Exercise goal → Every entry in the listing below is to be output unchanged.

┌──

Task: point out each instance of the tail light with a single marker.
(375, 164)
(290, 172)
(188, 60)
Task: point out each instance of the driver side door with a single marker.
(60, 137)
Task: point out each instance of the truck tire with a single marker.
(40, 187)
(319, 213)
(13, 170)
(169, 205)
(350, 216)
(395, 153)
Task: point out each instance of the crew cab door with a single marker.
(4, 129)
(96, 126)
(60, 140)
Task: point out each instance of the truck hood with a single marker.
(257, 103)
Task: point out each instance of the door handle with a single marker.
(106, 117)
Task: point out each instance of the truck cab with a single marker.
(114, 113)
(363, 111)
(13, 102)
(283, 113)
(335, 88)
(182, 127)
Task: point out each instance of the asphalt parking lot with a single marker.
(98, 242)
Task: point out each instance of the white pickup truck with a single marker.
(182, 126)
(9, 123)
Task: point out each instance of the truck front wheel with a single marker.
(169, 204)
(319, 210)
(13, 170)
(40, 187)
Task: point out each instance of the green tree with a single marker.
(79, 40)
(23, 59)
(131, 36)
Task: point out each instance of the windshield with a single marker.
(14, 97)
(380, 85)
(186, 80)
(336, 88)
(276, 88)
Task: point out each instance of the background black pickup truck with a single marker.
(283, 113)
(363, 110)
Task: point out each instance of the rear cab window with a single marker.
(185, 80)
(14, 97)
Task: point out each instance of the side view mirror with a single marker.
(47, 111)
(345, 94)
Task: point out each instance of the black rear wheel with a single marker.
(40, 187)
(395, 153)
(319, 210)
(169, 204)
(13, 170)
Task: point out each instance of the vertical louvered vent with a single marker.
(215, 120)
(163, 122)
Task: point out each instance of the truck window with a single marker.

└──

Exercise response →
Task: point out each instance of the tail light with a single marker.
(375, 164)
(290, 172)
(188, 60)
Task: point out each instance of the driver side door with a single marker.
(60, 137)
Task: point out each instance of the truck tire with a single marker.
(40, 187)
(319, 213)
(13, 170)
(169, 205)
(350, 216)
(395, 153)
Task: point out each instance of the crew cab door with a single marker.
(4, 129)
(96, 126)
(60, 140)
Task: point out each instance of the truck hood with a single marker.
(257, 103)
Task: point out each instance of the door handle with a single marker.
(106, 117)
Task: point out each instance of the truck cab with a single marker.
(114, 113)
(363, 111)
(13, 102)
(283, 113)
(335, 88)
(182, 127)
Task: point out each instance of the asphalt parking lot with a single marker.
(98, 242)
Task: point out each instance of the white pickup truck with a single marker.
(182, 126)
(9, 123)
Task: point out each instance of the truck front wheel with a single marker.
(169, 204)
(319, 210)
(13, 170)
(40, 187)
Task: point out each instance of the green tree with a single marker.
(79, 40)
(23, 59)
(131, 36)
Task: point out each instance of the windshield with a single marker.
(14, 97)
(380, 85)
(186, 80)
(336, 88)
(276, 88)
Task: point out each instance of the background black pickup truck with a single marker.
(283, 113)
(363, 110)
Task: point out each instance of the rear cab window with a single marker.
(185, 80)
(14, 97)
Task: point out each instance of the side view mirror with a single marker.
(47, 111)
(345, 94)
Task: point out each instance of the black rear wheel with a single marker.
(40, 187)
(395, 153)
(319, 210)
(169, 204)
(13, 170)
Task: point out each instance of the vertical louvered vent with a single marker.
(215, 120)
(163, 122)
Task: point out each instance of the truck window with a single marker.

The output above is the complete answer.